>>

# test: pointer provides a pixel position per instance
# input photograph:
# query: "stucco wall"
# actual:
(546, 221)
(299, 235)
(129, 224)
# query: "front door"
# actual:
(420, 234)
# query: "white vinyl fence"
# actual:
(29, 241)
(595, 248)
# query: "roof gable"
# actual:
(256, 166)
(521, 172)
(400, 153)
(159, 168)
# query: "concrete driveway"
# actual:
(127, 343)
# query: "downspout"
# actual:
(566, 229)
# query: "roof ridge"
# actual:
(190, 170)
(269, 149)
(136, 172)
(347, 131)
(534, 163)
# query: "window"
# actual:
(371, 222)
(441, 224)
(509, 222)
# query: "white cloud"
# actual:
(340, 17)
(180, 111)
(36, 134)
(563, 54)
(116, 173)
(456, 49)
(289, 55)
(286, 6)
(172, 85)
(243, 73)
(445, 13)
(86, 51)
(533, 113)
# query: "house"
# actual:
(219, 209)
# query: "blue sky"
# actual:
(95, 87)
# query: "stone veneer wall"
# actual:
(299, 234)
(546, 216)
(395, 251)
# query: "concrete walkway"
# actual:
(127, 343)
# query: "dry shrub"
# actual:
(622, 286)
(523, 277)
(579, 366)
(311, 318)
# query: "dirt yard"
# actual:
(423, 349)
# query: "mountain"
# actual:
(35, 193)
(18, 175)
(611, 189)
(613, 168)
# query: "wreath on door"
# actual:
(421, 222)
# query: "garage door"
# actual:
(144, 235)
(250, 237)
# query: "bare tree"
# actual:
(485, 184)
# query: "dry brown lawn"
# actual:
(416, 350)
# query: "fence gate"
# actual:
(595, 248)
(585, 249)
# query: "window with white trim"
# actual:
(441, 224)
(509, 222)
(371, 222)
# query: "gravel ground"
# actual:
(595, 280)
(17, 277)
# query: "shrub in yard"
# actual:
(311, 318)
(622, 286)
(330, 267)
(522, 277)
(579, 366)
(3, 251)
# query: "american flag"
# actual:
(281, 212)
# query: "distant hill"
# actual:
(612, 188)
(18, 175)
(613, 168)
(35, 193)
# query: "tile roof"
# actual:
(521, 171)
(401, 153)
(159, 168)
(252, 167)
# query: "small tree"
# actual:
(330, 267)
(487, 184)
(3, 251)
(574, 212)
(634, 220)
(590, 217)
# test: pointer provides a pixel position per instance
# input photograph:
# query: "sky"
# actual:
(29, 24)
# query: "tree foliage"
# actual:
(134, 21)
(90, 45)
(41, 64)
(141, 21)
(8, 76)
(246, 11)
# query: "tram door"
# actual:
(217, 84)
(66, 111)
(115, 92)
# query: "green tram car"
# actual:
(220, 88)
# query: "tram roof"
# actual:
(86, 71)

<<

- **Exercise directions**: Transcribe the entire listing above precisely.

- **Full solution**:
# test: pointer provides a pixel position per instance
# input photograph:
# query: "stucco wall"
# actual:
(546, 221)
(299, 235)
(129, 224)
# query: "front door"
# actual:
(420, 234)
# query: "white vinyl fence"
# actual:
(29, 241)
(595, 248)
# query: "roof gable"
# actual:
(256, 166)
(521, 172)
(400, 153)
(159, 168)
# query: "concrete driveway"
# actual:
(127, 343)
# query: "downspout"
# actual:
(566, 229)
# query: "roof ridge"
# actual:
(190, 170)
(269, 149)
(136, 172)
(347, 131)
(534, 163)
# query: "window"
# actual:
(371, 222)
(441, 224)
(509, 222)
# query: "white cloud"
# actual:
(340, 17)
(180, 111)
(36, 134)
(563, 54)
(116, 173)
(456, 49)
(289, 55)
(286, 6)
(172, 85)
(243, 73)
(445, 13)
(86, 51)
(533, 113)
# query: "house"
# actual:
(219, 209)
# query: "blue sky"
# actual:
(95, 87)
# query: "stone veneer wall"
# actual:
(299, 234)
(546, 216)
(395, 251)
# query: "concrete walkway"
# actual:
(127, 343)
# query: "dry shrub"
# actual:
(622, 286)
(523, 277)
(579, 366)
(311, 318)
# query: "dirt yard"
# actual:
(423, 349)
# query: "mountain"
# actual:
(35, 193)
(18, 175)
(611, 189)
(613, 168)
# query: "wreath on door"
# actual:
(421, 222)
# query: "garage door"
# actual:
(144, 235)
(250, 237)
# query: "bare tree"
# actual:
(485, 184)
# query: "dry brown lawn"
# actual:
(416, 350)
# query: "fence gate"
# actual:
(595, 248)
(585, 249)
# query: "window with white trim"
# actual:
(441, 224)
(509, 222)
(371, 222)
# query: "gravel ground"
# actual:
(595, 280)
(17, 277)
# query: "shrub in yard"
# actual:
(311, 318)
(622, 286)
(330, 267)
(522, 277)
(579, 366)
(3, 251)
# query: "american flag"
# actual:
(281, 212)
# query: "distant hill"
# actual:
(612, 188)
(18, 175)
(613, 168)
(35, 193)
# query: "tile roof"
# actual:
(521, 171)
(401, 153)
(159, 168)
(252, 167)
# query: "small tree"
# actual:
(330, 267)
(487, 184)
(3, 251)
(574, 212)
(634, 220)
(590, 217)
# test: pointer provides a pixel position per instance
# input photograph:
# query: "sky"
# actual:
(29, 24)
# query: "tree foliage"
# actual:
(134, 21)
(90, 45)
(41, 64)
(141, 21)
(8, 76)
(246, 11)
# query: "tram door"
# actual:
(217, 84)
(66, 111)
(115, 92)
# query: "green tram car"
# actual:
(220, 88)
# query: "tram roof"
# actual:
(86, 71)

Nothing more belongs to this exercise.